Directives:
a. In the recruiting column, at which camp did Mitch McGary and Robert Carter battle it out?
b. Name every basketball player mentioned by name in the recruiting column.

***** Passage to read

Posted by Josh Paunil on June 7th, 2011

Who’s Got Next? is a bi-weekly column by Josh Paunil, the RTC recruiting guru. We encourage you to check out his website dedicated solely to college basketball recruiting, National Recruiting Spotlight, for more detailed recruiting information. Twice a week he will bring you an overview of what’s going on in the complex world of recruiting, from who is signing where among the seniors to who the hot prospects are in the lower levels of the sport. If you have any suggestions as to areas we’re missing, please let us know at rushthecourt@yahoo.com.


The stars were out to shine this weekend as the best players in the country went at it during the Pangos All-American Camp. The top two prep players in the country, centers Andre Drummond (#1) and Isaiah Austin (#2 — Baylor) put on a show Friday and two of the best power forwards in the country, Mitch McGary and Robert Carter (#34), battled it out at the Under Armour Best of the Best Camp. However, amidst all the big men competing against each other, one wing player stole the show at Pangos and showed why he could be considered the best player in the Class of 2012. There is also a lot of new news today regarding new lists, new timetables and when top prospects will take visits so make sure you don’t miss the latest Who’s Got Next? column.

**********
***** Information supplied

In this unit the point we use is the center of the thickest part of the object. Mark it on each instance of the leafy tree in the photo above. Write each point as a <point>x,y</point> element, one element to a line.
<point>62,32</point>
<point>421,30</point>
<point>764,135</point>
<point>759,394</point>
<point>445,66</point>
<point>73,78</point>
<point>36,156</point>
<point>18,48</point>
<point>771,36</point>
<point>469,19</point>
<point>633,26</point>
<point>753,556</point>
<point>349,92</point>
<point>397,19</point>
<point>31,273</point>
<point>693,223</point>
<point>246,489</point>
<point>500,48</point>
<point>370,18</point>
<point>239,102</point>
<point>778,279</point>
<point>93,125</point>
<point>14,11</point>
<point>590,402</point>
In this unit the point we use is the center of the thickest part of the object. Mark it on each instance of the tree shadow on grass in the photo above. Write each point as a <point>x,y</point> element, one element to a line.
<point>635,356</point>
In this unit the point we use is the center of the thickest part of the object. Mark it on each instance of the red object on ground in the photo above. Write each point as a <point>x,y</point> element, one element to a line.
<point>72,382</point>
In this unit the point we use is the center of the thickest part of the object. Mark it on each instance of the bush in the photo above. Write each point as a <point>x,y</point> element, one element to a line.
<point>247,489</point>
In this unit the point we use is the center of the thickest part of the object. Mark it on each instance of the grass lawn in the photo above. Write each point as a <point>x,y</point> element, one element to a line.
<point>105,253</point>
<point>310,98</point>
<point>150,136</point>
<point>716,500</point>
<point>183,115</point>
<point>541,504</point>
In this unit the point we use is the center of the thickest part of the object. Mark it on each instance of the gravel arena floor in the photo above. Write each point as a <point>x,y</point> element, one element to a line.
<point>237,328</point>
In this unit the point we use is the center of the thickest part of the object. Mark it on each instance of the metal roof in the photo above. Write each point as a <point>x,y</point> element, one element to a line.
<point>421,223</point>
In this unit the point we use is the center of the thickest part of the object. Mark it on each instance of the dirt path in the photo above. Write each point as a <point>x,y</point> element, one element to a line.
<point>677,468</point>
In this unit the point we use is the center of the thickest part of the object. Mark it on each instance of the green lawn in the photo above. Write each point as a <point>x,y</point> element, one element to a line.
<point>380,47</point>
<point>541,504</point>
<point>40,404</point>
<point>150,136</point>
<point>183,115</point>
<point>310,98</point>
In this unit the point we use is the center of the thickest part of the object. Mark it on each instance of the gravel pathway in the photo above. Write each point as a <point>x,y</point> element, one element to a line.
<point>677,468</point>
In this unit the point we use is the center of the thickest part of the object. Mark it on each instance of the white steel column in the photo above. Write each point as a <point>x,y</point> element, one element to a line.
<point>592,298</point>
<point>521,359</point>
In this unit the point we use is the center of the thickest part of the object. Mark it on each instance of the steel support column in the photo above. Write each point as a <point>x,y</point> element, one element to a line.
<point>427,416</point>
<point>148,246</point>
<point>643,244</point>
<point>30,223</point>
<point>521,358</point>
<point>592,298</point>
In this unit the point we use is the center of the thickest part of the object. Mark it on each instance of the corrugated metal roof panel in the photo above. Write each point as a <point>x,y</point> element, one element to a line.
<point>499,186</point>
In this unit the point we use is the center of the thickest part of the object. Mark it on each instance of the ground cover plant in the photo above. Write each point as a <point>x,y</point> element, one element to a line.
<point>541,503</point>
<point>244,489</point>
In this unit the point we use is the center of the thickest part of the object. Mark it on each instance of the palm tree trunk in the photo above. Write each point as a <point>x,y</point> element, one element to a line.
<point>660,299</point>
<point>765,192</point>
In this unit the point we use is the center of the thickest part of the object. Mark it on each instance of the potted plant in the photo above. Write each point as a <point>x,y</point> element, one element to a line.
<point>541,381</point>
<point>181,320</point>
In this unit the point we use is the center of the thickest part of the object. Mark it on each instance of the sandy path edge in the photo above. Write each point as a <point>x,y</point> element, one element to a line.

**********

Answers:
a. The Under Armour Best of the Best Camp

b. Andre Drummond, Isaiah Austin, Mitch McGary, Robert Carter